- **WRITTEN TASK**: Copy the lines of the material below verbatim, starting at the line containing "of the gray" and continuing through the line containing "column 990, row 396", with both of those lines included.

- **Entries from a pointing dataset**:
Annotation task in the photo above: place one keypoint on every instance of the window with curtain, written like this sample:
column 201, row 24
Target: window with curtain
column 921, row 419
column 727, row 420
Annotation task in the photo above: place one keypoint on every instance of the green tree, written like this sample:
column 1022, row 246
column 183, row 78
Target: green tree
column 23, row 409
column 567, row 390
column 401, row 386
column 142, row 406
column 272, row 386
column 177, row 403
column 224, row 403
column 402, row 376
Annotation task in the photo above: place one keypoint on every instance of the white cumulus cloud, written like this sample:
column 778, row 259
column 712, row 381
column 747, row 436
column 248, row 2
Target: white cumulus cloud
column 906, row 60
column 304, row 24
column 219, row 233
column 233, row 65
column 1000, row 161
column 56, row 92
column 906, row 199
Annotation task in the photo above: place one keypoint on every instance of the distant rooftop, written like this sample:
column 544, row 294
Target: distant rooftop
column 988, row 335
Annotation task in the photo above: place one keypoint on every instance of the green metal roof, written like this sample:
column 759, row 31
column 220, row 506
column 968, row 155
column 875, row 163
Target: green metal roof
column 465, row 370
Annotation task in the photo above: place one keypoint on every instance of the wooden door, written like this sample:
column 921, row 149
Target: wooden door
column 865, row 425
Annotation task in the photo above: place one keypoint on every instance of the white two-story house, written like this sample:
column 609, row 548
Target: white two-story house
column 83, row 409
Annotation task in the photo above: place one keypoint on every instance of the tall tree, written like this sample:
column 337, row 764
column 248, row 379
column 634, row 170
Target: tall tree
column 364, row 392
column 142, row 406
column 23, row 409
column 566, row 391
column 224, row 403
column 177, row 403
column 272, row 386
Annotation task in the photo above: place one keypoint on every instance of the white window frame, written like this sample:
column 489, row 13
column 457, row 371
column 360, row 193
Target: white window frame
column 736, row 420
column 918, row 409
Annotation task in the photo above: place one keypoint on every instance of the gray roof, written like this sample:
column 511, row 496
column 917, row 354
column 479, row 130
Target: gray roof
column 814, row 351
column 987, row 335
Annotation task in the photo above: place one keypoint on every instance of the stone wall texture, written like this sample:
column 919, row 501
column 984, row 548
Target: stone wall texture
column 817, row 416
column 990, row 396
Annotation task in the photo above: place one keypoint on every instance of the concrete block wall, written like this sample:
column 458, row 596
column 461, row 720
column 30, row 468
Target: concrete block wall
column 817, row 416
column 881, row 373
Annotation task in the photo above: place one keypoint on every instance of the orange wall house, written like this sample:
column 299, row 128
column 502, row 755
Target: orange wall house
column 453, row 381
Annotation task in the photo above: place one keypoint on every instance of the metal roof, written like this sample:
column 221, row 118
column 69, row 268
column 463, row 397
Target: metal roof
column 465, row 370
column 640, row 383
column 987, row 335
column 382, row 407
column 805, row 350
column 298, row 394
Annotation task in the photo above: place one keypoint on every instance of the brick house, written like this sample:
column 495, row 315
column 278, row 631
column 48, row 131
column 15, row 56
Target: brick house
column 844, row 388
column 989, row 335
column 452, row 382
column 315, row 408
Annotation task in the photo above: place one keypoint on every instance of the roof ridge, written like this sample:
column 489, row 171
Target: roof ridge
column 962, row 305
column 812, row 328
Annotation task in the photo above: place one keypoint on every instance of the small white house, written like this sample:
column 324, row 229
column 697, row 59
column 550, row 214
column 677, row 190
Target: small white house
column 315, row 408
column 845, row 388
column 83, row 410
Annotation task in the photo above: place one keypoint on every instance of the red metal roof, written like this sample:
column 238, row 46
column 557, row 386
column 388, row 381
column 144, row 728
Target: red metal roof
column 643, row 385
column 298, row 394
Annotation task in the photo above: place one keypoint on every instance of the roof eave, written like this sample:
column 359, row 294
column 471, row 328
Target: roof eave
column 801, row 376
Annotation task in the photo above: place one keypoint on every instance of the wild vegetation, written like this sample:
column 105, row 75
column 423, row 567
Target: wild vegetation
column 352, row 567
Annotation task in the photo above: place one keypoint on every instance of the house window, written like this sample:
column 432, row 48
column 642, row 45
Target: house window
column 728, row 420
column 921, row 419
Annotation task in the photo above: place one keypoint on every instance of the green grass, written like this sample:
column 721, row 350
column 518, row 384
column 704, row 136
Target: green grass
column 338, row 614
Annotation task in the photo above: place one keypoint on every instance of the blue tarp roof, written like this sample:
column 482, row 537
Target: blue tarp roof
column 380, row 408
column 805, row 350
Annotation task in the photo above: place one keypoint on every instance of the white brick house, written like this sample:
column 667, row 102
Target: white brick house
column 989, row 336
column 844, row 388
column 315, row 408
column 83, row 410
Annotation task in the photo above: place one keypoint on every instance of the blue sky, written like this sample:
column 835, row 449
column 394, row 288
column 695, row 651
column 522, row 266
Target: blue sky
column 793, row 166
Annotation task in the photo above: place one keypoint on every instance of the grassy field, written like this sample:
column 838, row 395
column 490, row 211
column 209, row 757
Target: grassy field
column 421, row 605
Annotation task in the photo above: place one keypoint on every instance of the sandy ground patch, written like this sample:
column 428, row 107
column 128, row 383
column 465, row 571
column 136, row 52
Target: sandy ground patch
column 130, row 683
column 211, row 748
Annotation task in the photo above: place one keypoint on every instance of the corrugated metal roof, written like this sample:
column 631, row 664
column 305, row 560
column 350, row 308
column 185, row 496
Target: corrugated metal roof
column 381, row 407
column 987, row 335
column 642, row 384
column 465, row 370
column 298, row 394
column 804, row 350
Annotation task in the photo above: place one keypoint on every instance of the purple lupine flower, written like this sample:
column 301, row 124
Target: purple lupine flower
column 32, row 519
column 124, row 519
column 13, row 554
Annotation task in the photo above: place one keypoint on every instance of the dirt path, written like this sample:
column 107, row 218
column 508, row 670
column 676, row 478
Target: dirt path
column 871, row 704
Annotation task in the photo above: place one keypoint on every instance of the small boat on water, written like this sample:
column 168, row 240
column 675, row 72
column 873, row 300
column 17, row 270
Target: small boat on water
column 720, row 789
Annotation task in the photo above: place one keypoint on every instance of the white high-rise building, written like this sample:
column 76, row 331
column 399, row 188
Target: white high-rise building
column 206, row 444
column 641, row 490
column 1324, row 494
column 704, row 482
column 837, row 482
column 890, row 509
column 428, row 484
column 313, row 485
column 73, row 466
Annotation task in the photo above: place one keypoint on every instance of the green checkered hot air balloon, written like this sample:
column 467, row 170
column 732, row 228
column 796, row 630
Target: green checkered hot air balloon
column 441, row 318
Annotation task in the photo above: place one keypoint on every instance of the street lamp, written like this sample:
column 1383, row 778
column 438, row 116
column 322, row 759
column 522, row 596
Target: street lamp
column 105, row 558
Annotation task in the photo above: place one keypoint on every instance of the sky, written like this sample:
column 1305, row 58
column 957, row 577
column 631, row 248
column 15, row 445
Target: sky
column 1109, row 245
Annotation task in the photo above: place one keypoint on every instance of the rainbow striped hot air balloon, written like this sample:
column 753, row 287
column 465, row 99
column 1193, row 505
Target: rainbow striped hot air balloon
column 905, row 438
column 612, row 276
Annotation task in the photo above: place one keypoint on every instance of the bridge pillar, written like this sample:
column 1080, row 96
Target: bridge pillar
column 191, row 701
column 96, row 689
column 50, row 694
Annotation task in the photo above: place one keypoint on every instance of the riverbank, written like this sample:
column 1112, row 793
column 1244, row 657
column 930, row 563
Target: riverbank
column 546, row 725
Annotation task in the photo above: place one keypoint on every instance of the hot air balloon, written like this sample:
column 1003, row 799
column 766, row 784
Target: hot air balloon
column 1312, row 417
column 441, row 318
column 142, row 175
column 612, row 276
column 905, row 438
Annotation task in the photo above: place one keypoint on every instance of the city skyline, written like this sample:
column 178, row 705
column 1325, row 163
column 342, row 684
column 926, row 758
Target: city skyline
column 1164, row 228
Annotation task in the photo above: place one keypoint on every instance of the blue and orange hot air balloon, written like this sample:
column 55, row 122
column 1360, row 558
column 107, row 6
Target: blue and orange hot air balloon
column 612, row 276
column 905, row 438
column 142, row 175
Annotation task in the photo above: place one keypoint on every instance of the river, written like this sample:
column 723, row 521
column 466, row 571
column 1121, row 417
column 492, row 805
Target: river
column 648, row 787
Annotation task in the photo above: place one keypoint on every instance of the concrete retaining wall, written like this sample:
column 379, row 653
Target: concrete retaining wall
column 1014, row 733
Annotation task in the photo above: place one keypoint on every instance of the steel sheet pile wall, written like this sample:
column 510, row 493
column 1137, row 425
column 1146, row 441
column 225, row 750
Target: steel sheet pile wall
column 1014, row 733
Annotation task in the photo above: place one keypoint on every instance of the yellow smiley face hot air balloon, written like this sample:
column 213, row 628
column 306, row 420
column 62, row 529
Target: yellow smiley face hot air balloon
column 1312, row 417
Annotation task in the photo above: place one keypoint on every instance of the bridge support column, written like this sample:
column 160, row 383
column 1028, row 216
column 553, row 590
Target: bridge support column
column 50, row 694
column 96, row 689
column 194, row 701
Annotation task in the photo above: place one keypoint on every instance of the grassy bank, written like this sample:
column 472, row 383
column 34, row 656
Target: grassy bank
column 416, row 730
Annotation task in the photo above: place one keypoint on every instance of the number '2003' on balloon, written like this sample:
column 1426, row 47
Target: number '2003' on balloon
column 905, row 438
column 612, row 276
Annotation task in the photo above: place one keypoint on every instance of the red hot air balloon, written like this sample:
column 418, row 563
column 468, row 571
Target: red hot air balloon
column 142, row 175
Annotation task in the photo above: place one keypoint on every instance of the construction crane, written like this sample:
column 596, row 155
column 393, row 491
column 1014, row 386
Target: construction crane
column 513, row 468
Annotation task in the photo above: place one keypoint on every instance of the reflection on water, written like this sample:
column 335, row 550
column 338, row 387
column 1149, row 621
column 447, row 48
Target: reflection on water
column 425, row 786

- **TASK SOLUTION**:
Annotation task in the photo above: place one keypoint on every instance of the gray roof, written like this sample:
column 511, row 496
column 917, row 354
column 479, row 130
Target: gray roof
column 814, row 351
column 987, row 335
Annotation task in the photo above: place one keypoint on every instance of the stone wall texture, written like this sample:
column 919, row 501
column 984, row 548
Target: stone wall texture
column 817, row 416
column 990, row 396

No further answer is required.